• _Problem statement_: Every line of the data is to be output verbatim.
_ _ _ _ _ _ _
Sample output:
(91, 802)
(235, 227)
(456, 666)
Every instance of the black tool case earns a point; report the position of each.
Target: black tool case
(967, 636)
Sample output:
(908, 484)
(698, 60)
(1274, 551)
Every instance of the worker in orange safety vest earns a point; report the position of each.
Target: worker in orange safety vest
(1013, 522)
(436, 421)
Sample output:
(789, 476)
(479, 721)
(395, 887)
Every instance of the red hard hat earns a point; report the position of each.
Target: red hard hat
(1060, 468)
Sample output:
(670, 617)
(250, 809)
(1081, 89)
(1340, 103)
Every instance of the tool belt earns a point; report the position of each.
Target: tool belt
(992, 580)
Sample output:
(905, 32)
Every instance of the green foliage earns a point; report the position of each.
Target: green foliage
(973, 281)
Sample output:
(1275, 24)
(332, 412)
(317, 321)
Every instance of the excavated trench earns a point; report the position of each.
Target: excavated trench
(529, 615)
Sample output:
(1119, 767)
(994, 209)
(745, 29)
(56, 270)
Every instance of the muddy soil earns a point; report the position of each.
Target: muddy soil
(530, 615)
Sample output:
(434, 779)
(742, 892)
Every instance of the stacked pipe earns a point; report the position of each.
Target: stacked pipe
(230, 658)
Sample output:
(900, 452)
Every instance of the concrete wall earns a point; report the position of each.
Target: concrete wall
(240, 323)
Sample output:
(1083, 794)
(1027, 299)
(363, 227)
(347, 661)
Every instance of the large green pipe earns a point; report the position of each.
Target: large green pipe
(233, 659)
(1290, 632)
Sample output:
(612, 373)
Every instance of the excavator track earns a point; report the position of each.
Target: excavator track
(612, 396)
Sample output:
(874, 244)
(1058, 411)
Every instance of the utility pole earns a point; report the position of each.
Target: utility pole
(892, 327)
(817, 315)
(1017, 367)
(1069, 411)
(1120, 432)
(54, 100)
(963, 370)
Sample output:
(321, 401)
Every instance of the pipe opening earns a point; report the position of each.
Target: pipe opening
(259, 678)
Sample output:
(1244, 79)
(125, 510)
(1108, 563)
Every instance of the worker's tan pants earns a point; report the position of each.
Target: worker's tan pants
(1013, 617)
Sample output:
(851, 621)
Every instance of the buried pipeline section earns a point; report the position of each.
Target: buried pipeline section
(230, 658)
_ _ _ _ _ _ _
• _Answer space_:
Sample output:
(91, 802)
(235, 227)
(456, 666)
Every instance of the black tool case earns a point; report the position of each.
Target: black tool case
(967, 636)
Sample output:
(908, 484)
(698, 60)
(1274, 551)
Every instance of the worker in orange safety vest earns a point; report the position of each.
Target: worker in orange safety vest
(1013, 522)
(436, 421)
Sample output:
(789, 476)
(479, 721)
(395, 887)
Every instance of the red hard hat earns a point; report the position of each.
Target: red hard hat
(1060, 468)
Sample output:
(670, 617)
(250, 809)
(1081, 89)
(1340, 103)
Every instance of the tool belt earns a point; report the position of each.
Target: tool belt
(992, 580)
Sample output:
(905, 32)
Every instance of the green foliage earns a point; report the position of each.
Target: green foliage
(973, 281)
Sample output:
(1275, 24)
(332, 412)
(317, 321)
Every instance of the excavated trench earns a point; report the position of each.
Target: excavated trench
(529, 615)
Sample output:
(1119, 767)
(994, 209)
(745, 29)
(56, 270)
Every instance of the muddy soil earns a point; report the position of each.
Target: muddy soil
(530, 615)
Sample output:
(434, 779)
(742, 892)
Every instance of the stacked pipe earns a point; report the position of each.
Target: stacked pipe
(230, 658)
Sample output:
(900, 452)
Every instance of the concrete wall earns a point; report the position of each.
Target: concrete wall
(240, 323)
Sample output:
(1083, 794)
(1027, 299)
(363, 227)
(347, 661)
Every instance of the large green pipe earns a point; report the position of each.
Target: large green pipe
(233, 659)
(1290, 632)
Sample output:
(612, 373)
Every instance of the excavator track earns a point; report the position of each.
Target: excavator track
(612, 396)
Sample output:
(874, 244)
(1058, 411)
Every instance of the utility pole earns a point; report the position of each.
Target: utility pole
(892, 327)
(817, 315)
(1017, 367)
(1069, 411)
(1120, 432)
(54, 100)
(963, 370)
Sample output:
(321, 401)
Every instance of the pipe opening earns a point; report the position of each.
Target: pipe opening
(259, 678)
Sample output:
(1244, 79)
(125, 510)
(1108, 563)
Every instance of the worker's tan pants earns a point; report the position of each.
Target: worker's tan pants
(1013, 617)
Sample output:
(851, 621)
Every instance of the buried pipeline section earns a point; report the position of each.
Target: buried pipeline section
(230, 658)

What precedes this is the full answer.